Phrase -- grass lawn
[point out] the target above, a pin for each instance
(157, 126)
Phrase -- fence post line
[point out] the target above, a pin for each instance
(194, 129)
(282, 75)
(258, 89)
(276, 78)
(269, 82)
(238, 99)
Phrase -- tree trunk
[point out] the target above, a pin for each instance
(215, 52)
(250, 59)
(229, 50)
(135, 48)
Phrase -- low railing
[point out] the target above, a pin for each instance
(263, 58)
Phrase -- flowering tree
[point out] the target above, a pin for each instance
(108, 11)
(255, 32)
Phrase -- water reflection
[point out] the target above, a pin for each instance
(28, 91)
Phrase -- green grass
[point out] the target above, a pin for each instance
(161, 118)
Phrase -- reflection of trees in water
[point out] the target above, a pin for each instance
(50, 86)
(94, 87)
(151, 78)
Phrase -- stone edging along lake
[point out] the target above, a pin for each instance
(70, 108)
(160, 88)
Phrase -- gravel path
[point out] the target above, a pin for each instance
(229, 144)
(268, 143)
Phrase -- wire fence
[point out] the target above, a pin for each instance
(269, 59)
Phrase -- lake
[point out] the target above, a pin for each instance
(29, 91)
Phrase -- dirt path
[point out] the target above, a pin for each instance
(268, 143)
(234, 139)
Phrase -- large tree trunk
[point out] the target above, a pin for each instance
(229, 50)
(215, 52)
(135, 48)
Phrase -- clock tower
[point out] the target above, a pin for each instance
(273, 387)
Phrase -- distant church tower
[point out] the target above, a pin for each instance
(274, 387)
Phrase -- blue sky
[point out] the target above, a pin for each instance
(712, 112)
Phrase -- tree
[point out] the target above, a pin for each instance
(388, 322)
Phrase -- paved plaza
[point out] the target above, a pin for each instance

▶ _Your task_:
Sift through the entries and copy every line with "trunk".

▶ _Output of the exercise_:
Phrase -- tree trunk
Phrase -- large tree trunk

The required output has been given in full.